DATA RECORDS:
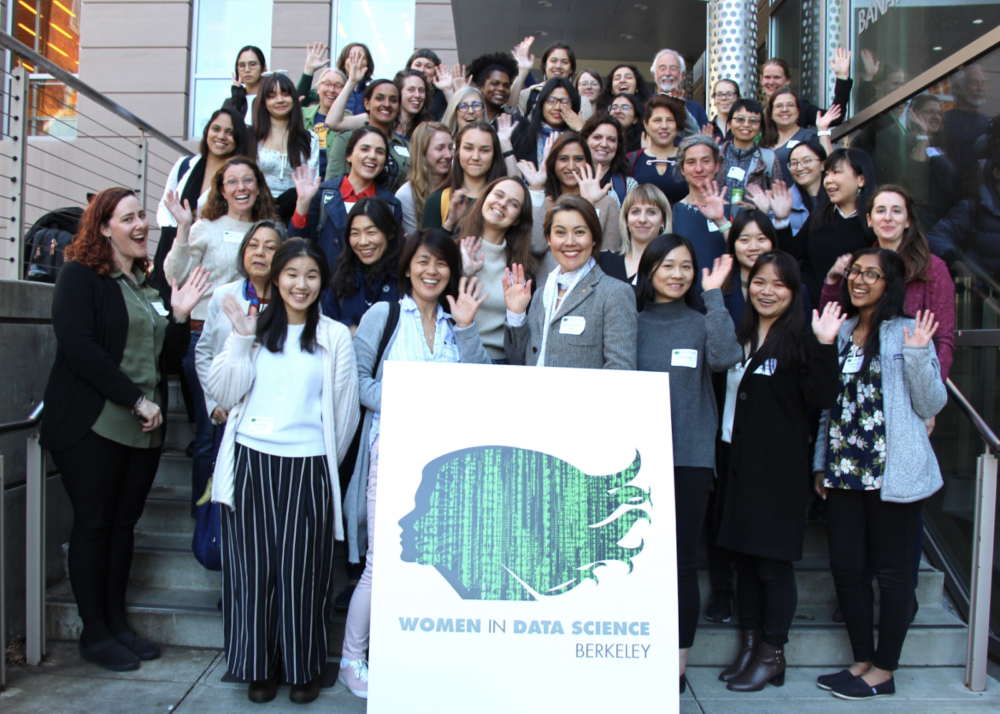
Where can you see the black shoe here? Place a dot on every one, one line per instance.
(857, 688)
(720, 607)
(342, 603)
(827, 681)
(110, 654)
(143, 649)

REQUIRED WORK: Repeat each record as given. No picture belongs in the copy.

SOLUTION:
Where can you see the black shoe here? Place a dot on every one, one line per instance.
(857, 688)
(720, 607)
(342, 603)
(827, 681)
(110, 654)
(143, 649)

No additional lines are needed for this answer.